- _Position identification records_
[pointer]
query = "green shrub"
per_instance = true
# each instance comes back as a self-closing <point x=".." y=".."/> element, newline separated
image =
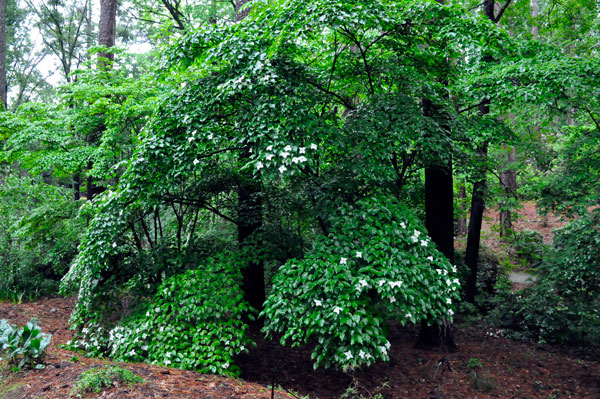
...
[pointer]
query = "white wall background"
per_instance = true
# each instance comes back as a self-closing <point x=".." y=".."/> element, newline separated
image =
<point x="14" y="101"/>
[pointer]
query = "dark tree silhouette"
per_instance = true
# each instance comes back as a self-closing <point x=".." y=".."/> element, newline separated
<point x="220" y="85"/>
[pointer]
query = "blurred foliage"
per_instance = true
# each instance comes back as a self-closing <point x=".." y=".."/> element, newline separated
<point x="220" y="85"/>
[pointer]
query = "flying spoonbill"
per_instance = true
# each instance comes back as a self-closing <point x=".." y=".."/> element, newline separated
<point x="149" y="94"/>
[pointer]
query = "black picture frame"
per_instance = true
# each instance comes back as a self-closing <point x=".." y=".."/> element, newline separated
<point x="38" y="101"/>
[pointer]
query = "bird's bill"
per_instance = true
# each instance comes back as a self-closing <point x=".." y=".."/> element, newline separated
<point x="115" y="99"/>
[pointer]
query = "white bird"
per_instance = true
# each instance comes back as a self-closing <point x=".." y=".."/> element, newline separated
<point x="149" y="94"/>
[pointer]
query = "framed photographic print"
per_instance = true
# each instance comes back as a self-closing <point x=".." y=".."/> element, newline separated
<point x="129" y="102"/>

- _STATED PROBLEM_
Select every line in the rows above that contains the word "query", and copy each of those lines.

- _OUTPUT OF THE EXERCISE_
query = "green shrub"
query = "white wall background"
query = "dark tree silhouette"
query = "blurred foliage"
query = "flying spoonbill"
query = "black picture frame"
query = "bird's bill"
query = "white bird"
query = "framed photographic print"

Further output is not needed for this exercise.